Given passage:
....

Payments of child support to a custodial parent eligible for SSI does not count as income to that parent and the deeming rules do not apply from the child to the custodial parent.
It may be beneficial in some situations to pay child support in the form of in kind support and maintenance (ISM) by paying directly for food or shelter. POMS SI 00830.420 B.2 mandates a reduction in the SSI benefit caused by ISM by the lesser of the actual values of the ISM or the presumed maximum value (PMV) which is $242.84 in 2008.
An option is to seek a Court order establishing a Self Settled Trust on behalf of the child. The "out of household" parent would then pay the child support directly to the trust which would then make in kind distributions from the SNT which would be subject to the maximum PMV reduction.
POMS SI 00830.455C.1.a provides: Any portion of a grant, scholarship, fellowship, or gift used for paying tuition, fees, or other necessary educational expenses at any educational institution, including vocational or technical education, is excluded from income. Any portion of such educational assistance that is not used to pay current tuition, fees or other necessary educational expenses but will be used for paying this type of educational expense at a future date is excluded from income in the month of receipt. This exclusion does not apply to any portion set aside or actually used for food or shelter. Consequently, if a child is pursuing an education, the "out of household" parent would be well advised to making direct payments to an educational institution instead of making a direct support payment to the custodial parent.

....

Data listing:

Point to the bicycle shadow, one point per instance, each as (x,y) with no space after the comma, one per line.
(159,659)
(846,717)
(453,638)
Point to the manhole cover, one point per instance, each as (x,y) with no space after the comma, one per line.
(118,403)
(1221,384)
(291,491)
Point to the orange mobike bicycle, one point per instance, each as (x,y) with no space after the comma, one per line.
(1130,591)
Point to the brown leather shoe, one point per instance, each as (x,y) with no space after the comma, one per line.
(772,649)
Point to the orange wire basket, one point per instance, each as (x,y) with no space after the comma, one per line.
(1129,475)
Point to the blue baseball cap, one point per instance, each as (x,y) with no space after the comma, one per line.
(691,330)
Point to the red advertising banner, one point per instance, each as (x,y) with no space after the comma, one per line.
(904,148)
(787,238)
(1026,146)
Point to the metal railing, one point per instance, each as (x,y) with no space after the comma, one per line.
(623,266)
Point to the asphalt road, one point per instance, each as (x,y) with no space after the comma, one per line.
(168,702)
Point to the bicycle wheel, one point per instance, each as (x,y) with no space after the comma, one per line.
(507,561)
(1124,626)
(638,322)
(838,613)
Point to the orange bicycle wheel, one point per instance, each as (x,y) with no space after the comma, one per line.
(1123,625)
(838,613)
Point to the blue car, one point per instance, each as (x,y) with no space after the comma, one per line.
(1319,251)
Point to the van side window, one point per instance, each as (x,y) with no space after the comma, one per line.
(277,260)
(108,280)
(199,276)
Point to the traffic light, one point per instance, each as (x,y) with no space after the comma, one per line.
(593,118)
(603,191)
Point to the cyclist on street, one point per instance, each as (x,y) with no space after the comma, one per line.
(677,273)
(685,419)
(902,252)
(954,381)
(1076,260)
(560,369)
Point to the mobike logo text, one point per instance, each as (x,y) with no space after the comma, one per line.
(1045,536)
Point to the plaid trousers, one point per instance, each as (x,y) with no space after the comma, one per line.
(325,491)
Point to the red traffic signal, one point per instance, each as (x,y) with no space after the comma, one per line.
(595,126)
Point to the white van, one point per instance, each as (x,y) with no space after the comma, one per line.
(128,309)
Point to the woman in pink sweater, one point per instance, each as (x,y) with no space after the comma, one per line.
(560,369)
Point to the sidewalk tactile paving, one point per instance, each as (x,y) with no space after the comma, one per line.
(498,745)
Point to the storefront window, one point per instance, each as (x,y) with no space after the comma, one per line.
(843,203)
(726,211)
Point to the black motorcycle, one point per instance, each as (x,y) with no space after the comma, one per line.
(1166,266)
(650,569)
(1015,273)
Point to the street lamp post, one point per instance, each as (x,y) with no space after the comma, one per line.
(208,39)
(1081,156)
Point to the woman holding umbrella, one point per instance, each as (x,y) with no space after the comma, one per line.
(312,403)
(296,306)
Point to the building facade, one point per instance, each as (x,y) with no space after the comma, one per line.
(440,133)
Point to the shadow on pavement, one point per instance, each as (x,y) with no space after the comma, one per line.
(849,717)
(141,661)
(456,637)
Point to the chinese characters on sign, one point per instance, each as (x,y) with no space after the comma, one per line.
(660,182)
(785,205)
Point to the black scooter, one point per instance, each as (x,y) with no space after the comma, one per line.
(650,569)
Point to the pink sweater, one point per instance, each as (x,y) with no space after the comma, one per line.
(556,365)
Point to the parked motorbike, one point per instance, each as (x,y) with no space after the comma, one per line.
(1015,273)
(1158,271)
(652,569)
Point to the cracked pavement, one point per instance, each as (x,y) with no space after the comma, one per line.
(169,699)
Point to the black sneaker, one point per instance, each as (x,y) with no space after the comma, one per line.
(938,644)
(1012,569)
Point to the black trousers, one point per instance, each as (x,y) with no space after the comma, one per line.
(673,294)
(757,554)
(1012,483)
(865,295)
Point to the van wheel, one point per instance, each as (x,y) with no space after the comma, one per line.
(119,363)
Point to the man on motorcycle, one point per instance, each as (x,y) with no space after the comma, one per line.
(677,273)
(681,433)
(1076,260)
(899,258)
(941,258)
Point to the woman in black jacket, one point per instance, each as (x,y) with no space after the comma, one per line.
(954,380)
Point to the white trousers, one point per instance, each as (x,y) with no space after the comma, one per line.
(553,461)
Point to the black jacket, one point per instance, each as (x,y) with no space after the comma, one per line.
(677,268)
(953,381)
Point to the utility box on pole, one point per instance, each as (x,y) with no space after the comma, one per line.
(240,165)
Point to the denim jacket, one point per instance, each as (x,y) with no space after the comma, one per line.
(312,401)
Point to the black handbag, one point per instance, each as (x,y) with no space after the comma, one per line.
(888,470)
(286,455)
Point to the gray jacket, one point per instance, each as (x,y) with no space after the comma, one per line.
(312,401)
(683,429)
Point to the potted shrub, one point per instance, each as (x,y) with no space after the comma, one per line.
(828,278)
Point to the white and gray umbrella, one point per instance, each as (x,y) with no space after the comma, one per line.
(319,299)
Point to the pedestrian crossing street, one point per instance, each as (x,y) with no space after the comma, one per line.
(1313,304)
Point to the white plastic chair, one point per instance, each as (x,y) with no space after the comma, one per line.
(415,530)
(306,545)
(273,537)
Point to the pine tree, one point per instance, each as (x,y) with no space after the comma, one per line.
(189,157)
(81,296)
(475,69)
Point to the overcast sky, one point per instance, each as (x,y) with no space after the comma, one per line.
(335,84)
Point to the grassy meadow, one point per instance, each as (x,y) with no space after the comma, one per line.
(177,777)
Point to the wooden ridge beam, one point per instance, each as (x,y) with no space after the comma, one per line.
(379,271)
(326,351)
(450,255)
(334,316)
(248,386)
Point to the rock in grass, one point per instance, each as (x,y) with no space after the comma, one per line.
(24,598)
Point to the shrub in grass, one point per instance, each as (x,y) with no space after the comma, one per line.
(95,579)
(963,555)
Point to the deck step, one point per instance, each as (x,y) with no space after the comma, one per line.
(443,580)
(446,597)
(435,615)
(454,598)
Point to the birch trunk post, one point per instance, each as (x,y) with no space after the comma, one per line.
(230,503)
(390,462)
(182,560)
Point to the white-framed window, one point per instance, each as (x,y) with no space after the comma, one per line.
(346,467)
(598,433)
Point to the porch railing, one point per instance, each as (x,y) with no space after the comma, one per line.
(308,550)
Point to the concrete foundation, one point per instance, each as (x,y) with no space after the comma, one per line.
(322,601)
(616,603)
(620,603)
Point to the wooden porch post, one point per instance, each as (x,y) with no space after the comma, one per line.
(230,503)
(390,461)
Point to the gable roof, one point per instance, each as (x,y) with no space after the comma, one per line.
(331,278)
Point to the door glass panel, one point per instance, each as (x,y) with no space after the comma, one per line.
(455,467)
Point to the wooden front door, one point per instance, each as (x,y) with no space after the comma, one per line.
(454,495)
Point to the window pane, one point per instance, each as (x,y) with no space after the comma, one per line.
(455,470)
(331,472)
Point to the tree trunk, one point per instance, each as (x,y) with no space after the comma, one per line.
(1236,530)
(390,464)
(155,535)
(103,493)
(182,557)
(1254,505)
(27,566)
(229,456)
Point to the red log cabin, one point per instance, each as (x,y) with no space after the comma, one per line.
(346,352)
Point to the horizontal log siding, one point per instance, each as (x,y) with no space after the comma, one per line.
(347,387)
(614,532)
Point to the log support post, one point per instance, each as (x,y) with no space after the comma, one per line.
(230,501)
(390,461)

....

What the exercise asks:
Pick up the text on child support and SSI benefits after its last sentence and carry it forward. The records have nothing to do with the text on SSI and child support.

Written answer:
In re Rogiers, 933 A.2d 971 (N.J. Super. 2007) is worthy of note. The parents of a disabled child were divorced and the father was ordered to pay child support to the custodial mother. An SNT had been established for the benefit of the child and funded with $2.5 million. When the child passed away, $1.1 million remained in the SNT. The mother sued for back child support and was denied relief on the basis that the SNT funds were more than adequate to care for the child's needs.
This author was unable to find any New Jersey cases addressing the issue as to whether funds distributed from an SNT on a child's behalf are factored in determining a noncustodial parent's support obligation.
CONCLUSION
Coordination of family, public benefits and tax law is indeed complex. Matrimonial attorneys who attempt to advocate for clients who are eligible for SSI or Medicaid must either have a mastery of all of these areas or consult with an attorney who does. Otherwise, the matrimonial attorney may be responsible for unwittingly causing a disqualification from these important and necessary benefits.